Pick out each line of the items below that contains the word "roof", and copy those lines.

Items for point labeling
++++++++++
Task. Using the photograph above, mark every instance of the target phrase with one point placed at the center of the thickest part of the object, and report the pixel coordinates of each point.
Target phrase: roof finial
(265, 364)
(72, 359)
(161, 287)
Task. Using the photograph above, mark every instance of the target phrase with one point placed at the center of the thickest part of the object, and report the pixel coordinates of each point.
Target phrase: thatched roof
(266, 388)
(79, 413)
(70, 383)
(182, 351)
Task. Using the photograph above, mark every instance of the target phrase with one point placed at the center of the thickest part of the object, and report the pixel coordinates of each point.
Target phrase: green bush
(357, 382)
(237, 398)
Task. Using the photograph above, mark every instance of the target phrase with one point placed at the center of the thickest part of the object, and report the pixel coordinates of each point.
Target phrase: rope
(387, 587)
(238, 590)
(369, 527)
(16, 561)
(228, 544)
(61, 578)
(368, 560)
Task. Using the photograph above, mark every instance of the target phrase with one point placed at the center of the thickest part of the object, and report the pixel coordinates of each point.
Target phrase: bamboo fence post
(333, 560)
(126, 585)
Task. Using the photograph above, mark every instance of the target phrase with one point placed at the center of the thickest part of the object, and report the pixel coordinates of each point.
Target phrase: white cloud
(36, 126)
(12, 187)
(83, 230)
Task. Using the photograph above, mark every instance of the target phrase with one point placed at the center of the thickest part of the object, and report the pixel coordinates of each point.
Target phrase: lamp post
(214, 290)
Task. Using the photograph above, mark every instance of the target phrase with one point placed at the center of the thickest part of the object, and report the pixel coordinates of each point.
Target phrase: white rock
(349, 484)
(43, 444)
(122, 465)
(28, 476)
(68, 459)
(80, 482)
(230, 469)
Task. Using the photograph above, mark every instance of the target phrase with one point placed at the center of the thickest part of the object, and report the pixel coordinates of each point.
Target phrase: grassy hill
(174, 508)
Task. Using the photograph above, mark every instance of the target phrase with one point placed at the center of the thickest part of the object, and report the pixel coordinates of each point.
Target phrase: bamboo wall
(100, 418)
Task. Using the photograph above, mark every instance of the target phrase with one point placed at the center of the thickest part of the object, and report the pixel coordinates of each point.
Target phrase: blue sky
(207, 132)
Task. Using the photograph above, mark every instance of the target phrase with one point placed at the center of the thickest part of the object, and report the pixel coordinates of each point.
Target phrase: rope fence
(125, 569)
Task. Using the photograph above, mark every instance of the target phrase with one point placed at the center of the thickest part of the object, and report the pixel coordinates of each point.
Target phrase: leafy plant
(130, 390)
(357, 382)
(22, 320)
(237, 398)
++++++++++
Solution to this problem
Target phrase: roof finial
Target phrase: thatched roof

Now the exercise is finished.